> _Given passage_:
****************

What's your name and hometown?
Richie Liberio. Lansdale, Pennsylvania.
Why did you decide to go to medical school?
I had been interested in healthcare since my freshman year of high school. I found a passion for the importance of exercise in managing disease, which I attribute mostly to my experience growing up playing sports. Initially, I wanted to become a physical therapist and work with athletes, but then I found myself becoming more interested in the idea of becoming a physician.
Why did you decide to come to West Virginia University for medical school?
I did my undergrad at WVU. After four years, I learned that West Virginia is a resilient state and faces its issues head-on. That is inspiring to me and I wanted to be a part of the many battles the state is facing in healthcare.
Did you have any special experiences while at WVU?
I came to WVU for undergrad because of its exercise physiology program. To sum up my experience here before medical school, I was granted some pretty amazing opportunities because of exercise physiology. The coursework got difficult, but the exposure to real clinical scenarios is unmatched. The importance of exercise is also emphasized, but on the level of actual biochemistry and physiology and based in an evidence-based approach. Outside of coursework, I was able to travel to Nicaragua with the Global Medical Brigades, which was an incredible experience.
What's next for you after medical school?
I hope to become either an emergency medicine doctor or a pediatric oncologist and if all goes well, I would love to teach students, if possible.
What was it about becoming a doctor that got you excited?
One of the most intriguing things about being a practicing physician is that I am consistently learning and bettering myself.
Was there a particular moment you thought, “This is absolutely the right career for me”?
Though it is an unfortunate way to get very passionate about medicine, most of my interest came from knowing several people diagnosed with some form of cancer. Most recently, a close friend of mine was diagnosed and even more recently overcame a very aggressive subtype of lymphoma. Watching how devastating the pathology is in real life, outside the hospital, is very scary, yet somehow motivating to me.
Did you participate in any clubs or groups at WVU?
Like I mentioned before, the Global Medical Brigades was a very important organization to me, as it was a driving force for me to continue onto higher education. I also participated in some cancer research during my senior year and I hope that I will have some time to continue next semester.

****************

> _Given data_:
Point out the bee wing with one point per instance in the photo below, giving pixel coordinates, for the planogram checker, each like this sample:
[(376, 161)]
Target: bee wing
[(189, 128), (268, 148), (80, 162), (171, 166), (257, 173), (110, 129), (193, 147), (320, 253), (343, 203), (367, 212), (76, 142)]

****************

> _Parts of the exercise_:
A: Copy the passage of the interview word for word, beginning at the words "Was there a" and stopping after "motivating to me.".
B: List every question the interviewer asks in the interview.

> _Results of the exercise_:
A:
Was there a particular moment you thought, “This is absolutely the right career for me”?
Though it is an unfortunate way to get very passionate about medicine, most of my interest came from knowing several people diagnosed with some form of cancer. Most recently, a close friend of mine was diagnosed and even more recently overcame a very aggressive subtype of lymphoma. Watching how devastating the pathology is in real life, outside the hospital, is very scary, yet somehow motivating to me.

B:
- What's your name and hometown?
- Why did you decide to go to medical school?
- Why did you decide to come to West Virginia University for medical school?
- Did you have any special experiences while at WVU?
- What's next for you after medical school?
- What was it about becoming a doctor that got you excited?
- Was there a particular moment you thought, "This is absolutely the right career for me"?
- Did you participate in any clubs or groups at WVU?